Required action → What lines in the records below mention "deck"? List them all.

[Items listed in a dataset]
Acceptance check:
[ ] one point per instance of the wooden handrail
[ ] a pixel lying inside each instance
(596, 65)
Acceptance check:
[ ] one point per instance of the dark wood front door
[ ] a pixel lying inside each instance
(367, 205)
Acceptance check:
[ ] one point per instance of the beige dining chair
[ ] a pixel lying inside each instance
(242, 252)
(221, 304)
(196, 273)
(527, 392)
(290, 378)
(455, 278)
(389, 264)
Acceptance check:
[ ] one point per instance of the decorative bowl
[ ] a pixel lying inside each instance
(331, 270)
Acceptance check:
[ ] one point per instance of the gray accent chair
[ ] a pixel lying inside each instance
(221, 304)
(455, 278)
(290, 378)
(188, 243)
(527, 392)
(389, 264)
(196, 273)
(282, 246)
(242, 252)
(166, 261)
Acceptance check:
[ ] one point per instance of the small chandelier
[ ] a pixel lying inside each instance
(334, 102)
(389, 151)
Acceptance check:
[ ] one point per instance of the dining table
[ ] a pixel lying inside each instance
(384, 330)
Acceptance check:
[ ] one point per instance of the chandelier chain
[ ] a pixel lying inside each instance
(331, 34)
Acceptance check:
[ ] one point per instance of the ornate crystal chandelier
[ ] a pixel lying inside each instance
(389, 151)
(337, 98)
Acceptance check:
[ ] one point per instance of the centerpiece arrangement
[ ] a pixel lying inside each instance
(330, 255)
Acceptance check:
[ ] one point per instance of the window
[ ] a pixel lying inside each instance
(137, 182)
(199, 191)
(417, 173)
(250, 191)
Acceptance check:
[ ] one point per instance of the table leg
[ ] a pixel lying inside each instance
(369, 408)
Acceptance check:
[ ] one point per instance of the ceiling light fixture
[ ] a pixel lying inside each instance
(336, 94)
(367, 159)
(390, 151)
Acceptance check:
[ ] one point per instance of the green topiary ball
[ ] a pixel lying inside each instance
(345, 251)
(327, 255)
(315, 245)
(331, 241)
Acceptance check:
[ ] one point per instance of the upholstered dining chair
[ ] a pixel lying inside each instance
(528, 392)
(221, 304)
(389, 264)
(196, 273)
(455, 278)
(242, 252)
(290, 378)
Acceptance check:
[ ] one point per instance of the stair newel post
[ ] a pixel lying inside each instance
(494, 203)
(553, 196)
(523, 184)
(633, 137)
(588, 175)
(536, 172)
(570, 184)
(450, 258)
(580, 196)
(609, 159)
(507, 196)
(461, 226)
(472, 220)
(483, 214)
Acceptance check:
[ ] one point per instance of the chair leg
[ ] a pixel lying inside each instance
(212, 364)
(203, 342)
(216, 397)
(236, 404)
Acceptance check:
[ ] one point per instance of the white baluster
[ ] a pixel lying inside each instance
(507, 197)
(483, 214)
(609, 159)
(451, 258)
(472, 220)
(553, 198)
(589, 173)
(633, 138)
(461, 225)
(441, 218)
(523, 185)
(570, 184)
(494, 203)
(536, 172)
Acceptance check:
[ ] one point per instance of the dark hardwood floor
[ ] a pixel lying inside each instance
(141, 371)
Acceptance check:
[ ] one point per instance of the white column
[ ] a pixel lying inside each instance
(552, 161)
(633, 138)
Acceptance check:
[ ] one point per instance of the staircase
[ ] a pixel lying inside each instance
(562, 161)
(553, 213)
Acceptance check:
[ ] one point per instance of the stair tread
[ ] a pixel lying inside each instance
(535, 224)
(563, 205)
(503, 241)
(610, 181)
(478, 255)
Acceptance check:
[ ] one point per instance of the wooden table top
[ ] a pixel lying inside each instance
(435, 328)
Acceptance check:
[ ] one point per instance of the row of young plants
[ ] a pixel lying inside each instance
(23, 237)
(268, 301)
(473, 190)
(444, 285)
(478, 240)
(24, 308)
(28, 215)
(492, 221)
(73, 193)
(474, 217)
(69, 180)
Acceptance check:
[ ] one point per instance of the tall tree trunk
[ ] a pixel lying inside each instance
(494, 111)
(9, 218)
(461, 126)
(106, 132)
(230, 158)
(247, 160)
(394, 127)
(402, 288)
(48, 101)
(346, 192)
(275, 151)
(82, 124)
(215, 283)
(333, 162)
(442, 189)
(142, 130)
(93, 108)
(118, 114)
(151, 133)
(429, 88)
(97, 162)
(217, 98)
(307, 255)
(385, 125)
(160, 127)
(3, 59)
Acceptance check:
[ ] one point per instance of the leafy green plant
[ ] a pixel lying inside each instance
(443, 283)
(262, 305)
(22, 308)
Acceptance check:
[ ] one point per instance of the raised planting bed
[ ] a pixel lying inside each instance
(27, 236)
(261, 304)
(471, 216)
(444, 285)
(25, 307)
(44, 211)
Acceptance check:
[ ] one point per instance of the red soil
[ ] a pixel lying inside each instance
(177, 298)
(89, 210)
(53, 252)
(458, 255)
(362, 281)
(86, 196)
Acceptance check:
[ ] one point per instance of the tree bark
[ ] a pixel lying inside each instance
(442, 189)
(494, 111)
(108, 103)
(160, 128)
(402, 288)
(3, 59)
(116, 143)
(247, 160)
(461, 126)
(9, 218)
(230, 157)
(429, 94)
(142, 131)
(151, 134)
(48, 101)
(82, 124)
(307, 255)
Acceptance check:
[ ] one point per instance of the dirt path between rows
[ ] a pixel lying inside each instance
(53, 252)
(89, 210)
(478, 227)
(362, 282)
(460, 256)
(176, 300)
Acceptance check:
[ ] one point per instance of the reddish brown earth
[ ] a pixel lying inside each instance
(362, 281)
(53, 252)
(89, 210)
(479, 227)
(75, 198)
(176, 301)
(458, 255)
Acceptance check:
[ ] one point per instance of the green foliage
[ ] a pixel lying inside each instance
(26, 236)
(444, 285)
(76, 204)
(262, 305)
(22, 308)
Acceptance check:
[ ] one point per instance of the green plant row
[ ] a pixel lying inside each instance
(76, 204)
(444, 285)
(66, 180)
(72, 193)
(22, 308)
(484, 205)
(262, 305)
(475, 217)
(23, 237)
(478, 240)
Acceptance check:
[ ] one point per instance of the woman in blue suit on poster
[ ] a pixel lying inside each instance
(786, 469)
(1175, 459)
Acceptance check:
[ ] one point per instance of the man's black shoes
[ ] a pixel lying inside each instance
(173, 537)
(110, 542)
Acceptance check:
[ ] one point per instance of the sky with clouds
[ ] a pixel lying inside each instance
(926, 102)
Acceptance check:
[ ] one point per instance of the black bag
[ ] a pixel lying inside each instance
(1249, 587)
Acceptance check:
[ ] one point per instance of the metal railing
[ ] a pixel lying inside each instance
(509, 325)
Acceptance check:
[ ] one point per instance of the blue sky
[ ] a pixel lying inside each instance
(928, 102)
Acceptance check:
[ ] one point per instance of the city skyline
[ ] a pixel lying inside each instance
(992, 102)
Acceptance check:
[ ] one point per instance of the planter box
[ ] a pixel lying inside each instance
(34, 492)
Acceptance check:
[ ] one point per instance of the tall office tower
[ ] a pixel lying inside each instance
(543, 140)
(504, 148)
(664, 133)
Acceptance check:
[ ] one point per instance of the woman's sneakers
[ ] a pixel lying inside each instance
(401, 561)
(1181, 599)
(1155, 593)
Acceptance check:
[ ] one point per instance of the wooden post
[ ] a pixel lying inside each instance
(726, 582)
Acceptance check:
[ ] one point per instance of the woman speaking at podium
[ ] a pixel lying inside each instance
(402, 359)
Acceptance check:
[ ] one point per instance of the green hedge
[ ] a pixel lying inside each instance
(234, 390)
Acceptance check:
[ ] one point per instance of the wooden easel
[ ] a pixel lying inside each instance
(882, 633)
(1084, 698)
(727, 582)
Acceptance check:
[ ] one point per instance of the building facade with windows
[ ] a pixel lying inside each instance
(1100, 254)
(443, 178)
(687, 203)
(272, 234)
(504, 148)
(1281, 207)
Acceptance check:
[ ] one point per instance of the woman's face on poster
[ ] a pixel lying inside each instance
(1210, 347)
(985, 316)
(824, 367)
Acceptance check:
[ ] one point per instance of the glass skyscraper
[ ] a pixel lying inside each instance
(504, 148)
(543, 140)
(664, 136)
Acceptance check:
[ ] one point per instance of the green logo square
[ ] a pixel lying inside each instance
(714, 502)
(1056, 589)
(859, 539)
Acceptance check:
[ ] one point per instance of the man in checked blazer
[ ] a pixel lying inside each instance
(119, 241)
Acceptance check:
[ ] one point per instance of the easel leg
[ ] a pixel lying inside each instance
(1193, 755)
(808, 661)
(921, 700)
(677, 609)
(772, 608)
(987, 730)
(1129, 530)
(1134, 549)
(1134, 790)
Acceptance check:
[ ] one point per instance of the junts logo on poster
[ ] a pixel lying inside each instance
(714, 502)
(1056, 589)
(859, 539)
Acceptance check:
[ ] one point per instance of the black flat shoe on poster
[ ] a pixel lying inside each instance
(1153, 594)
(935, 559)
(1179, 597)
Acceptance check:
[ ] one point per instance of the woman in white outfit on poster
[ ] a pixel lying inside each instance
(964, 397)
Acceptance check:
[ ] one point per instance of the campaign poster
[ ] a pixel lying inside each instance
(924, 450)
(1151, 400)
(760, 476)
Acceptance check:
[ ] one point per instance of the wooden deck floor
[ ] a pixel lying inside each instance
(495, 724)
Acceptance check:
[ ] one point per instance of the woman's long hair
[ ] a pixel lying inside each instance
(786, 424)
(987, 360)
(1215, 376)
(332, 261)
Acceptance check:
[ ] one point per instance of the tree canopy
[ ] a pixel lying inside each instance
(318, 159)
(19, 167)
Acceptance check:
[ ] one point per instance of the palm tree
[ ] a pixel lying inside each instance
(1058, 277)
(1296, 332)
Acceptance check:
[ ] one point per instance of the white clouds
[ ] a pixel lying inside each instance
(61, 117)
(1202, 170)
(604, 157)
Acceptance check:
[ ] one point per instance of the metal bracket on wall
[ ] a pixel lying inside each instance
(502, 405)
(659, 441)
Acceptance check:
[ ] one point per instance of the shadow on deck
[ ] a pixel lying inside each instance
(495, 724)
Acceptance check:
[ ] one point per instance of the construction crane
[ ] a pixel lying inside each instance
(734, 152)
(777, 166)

Result →
[ ] one point per instance of the wooden deck floor
[ ] one point per instance of the shadow on deck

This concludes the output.